Appearance
Observability Routing — egress consumer that drains the buffer to Mimir / Loki / SIEM
This document is the authoritative bounded-context reference for the Observability Routing context — the egress half of the observability pipeline. Where the ingest front dooradmits, validates, and buffers every batch onto a per-Domain JetStream stream, this context drains those streams back out: it consumes one buffered batch at a time, transforms it into the wire shape each downstream backend expects, and exports it to Grafana Mimir (metrics), Grafana Loki (logs and audit), and the audit SIEM (audit and logs). The domain root that pins the ubiquitous language is ../../../internal/observability/routing.
Routing is a pure backend consumer. Unlike the ingest front door it mounts no /v1 HTTP route and installs no NSK middleware — a batch does not enter this pipeline off a request, it enters off a JetStream durable consumer. The context owns no aggregate the way ingest owns Batch; it owns the three Sink-specific transforms, the outbound Exporter port and its three net/http adapters, the export-outcome classification, and the application service that drives one Sink-bound consume loop from buffered delivery to ack or nak. Its only HTTP surfaces are outbound: the POSTs each Exporter makes to its downstream backend.
Ubiquitous language
The terms below travel verbatim across the domain root, the three transforms, the Exporter port and its adapters, and the application service. Documentation, message headers, and metric labels adopt the exact spelling.
| Term | Definition | Code anchor |
|---|---|---|
| Route | The act of consuming one buffered batch and exporting it to a Sink: read the batch off a consumer, transform it into the wire shape its destination expects, hand the payload to an Exporter, then ack or nak the delivery on the outcome. | ../../../internal/observability/routing/doc.go |
| Sink | One of the three downstream destinations a Route delivers to — Grafana Mimir for metrics, Grafana Loki for logs and audit, or the audit SIEM. The Sink doubles as the metric label that scopes the export-outcome counters per destination. The closed three-value set has string values mimir, loki, siem. | ../../../internal/observability/routing/sink.go (Sink) |
| Exporter | The outbound port — Export(ctx, ExportRequest) error — that ships one already-transformed payload to a single Sink and classifies the outcome. A nil error means the export was accepted; a non-nil error MUST wrap either ErrExportRetryable (the consumer redelivers) or ErrExportRejected (the consumer drops). | ../../../internal/observability/routing/export.go (Exporter) |
| ExportRequest | The unit of work an Exporter ships: the transformed, Sink-specific wire body (Payload) plus the routing metadata that addresses and labels the destination — Domain, Project, Node, Signal, and the optional per-request Headers a transform produced (the SIEM envelope). | ../../../internal/observability/routing/export.go (ExportRequest) |
| Router | The application service that drives one Sink-bound consume loop: it parses the subject and the buffer-stream headers, parses the batch body, runs the Sink-specific transform, hands the transformed payload to the Sink's Exporter, and then acks or naks the delivery according to the export outcome. | ../../../internal/observability/routing/services/router.go (Router) |
| Sink-bound consumer | A durable JetStream consumer that binds exactly one Sink to one ingest stream. Its name is a wire identifier operators see in nats consumer ls; the five names are the single source of truth the reconcile provisions against. | ../../../internal/observability/routing/consumers.go (EnsureRoutingConsumers) |
| Export-outcome sentinels | The two sentinels every export attempt is classified into — ErrExportRetryable (a transport error, a 429, or any 5xx: the consumer redelivers) and ErrExportRejected (any other non-2xx, i.e. a non-429 4xx: terminal, the consumer drops). Callers detect them with errors.Is. | ../../../internal/observability/routing/errors.go (ErrExportRetryable, ErrExportRejected) |
The three routes
Each Sink reads one or more ingest streams, transforms the buffered batch into a different wire format, and POSTs it to a different endpoint with a different tenant / auth header set. The transform is not interchangeable: a metrics batch becomes remote-write protobuf, a logs / audit batch becomes a Loki JSON push body, and the same logs / audit batch becomes verbatim NDJSON for the SIEM.

# What to work on:
1) Summarize the Observability Routing reference in two sentences.
2) Duplicate the Observability Routing reference from "Routing is a" up to and including "its downstream backend.".

# Entries from a point annotation set:
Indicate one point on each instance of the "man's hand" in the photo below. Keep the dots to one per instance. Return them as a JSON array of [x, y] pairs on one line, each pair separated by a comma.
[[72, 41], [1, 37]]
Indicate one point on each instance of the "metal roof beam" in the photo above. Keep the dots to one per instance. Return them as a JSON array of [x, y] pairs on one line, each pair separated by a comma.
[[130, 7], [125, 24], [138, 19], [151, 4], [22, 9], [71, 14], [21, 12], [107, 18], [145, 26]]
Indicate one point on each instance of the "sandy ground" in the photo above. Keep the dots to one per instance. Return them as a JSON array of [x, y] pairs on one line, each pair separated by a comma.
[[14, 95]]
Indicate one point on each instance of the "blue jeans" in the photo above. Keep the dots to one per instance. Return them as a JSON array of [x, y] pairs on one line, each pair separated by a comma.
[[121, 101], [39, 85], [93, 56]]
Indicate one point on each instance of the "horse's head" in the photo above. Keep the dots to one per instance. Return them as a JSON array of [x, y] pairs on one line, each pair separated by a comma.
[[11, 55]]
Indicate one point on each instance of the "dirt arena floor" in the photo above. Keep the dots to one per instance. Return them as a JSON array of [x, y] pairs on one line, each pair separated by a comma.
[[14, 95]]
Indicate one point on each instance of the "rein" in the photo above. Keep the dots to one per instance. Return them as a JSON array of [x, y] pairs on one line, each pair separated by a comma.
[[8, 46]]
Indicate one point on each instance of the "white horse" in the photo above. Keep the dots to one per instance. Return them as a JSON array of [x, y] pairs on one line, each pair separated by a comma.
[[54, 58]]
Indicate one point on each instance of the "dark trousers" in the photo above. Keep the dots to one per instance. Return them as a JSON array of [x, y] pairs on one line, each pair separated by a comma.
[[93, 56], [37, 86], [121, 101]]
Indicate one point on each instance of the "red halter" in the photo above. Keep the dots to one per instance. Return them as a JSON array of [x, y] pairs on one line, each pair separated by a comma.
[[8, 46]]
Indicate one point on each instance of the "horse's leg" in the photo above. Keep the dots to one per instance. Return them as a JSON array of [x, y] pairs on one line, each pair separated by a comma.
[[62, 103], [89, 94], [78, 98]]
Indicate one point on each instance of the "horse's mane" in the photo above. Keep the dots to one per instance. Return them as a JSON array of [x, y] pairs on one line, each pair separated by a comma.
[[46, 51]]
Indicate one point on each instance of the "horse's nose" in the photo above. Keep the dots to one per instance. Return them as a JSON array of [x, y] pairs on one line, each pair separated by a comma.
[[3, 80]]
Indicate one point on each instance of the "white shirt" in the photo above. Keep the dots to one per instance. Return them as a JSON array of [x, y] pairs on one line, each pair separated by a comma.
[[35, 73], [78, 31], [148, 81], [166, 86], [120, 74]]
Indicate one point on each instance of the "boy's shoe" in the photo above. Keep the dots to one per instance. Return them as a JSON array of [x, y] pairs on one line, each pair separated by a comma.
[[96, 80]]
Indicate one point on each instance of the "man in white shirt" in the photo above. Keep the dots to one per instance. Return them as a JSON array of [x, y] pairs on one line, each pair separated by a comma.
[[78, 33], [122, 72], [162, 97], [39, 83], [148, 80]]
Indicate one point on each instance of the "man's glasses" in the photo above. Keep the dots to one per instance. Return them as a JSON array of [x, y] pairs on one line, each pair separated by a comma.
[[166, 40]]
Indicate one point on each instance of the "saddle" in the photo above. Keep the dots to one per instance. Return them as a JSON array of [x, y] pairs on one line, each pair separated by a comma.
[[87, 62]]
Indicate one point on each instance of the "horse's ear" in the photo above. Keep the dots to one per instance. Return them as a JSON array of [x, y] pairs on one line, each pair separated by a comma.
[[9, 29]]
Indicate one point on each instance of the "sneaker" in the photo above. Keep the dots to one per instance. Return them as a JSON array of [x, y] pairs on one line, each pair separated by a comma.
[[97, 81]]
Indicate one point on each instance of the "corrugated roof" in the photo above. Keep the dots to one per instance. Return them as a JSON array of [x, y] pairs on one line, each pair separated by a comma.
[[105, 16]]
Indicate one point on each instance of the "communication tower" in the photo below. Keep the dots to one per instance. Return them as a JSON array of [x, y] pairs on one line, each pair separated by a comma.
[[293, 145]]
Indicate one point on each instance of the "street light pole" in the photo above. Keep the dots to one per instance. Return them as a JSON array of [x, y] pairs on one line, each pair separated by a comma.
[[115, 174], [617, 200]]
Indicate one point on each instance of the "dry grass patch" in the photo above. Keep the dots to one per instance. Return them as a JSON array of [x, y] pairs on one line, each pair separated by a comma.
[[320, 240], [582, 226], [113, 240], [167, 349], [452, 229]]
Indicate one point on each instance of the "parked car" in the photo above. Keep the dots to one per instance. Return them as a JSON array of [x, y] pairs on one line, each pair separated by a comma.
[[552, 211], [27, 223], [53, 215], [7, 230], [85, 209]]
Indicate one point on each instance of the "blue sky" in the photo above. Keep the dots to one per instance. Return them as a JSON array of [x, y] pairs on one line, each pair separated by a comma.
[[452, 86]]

# Completed exercise:
1) The Observability Routing context is the egress half of the observability pipeline: it drains buffered batches from per-Domain JetStream streams, transforms each into the wire shape its backend expects, and exports it to Grafana Mimir, Grafana Loki, or the audit SIEM. It is a pure backend consumer with no /v1 HTTP route, and every failed export is classified as either retryable, so the consumer redelivers, or rejected, so the consumer drops it.

2)
Routing is a pure backend consumer. Unlike the ingest front door it mounts no /v1 HTTP route and installs no NSK middleware — a batch does not enter this pipeline off a request, it enters off a JetStream durable consumer. The context owns no aggregate the way ingest owns Batch; it owns the three Sink-specific transforms, the outbound Exporter port and its three net/http adapters, the export-outcome classification, and the application service that drives one Sink-bound consume loop from buffered delivery to ack or nak. Its only HTTP surfaces are outbound: the POSTs each Exporter makes to its downstream backend.